Extracted data entries:
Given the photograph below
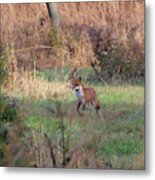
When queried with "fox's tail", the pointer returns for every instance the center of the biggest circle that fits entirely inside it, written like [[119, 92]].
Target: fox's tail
[[96, 104]]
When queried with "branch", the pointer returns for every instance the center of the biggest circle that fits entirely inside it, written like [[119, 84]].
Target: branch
[[33, 48]]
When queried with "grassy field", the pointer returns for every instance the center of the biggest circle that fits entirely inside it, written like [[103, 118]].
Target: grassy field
[[60, 137]]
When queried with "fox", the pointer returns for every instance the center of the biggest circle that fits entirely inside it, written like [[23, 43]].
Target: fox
[[85, 95]]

Your instructions:
Write out the material again with "pointer" replaced by "locator" everywhere and everything else left the same. Leave out the pictures.

Answer to this task:
Given the photograph below
When queried with "fox's tail", the locator returns for every instance the center of the biggest circle that fits entirely inside it, written like [[119, 92]].
Target: fox's tail
[[96, 104]]
When queried with "branch", the locator returns for every instance the center of the biggest circle that fits entirely inside it, written like [[119, 84]].
Target: branch
[[33, 48]]
When queried with "grassy field", the locator returns for every instance the center of the biggest circle that fits entirely inside it, written like [[103, 118]].
Target: grassy field
[[60, 137]]
When queried with "fox", the locator returns for every instance the center of the biggest circle that fits entirely inside it, written like [[23, 43]].
Target: fox
[[85, 95]]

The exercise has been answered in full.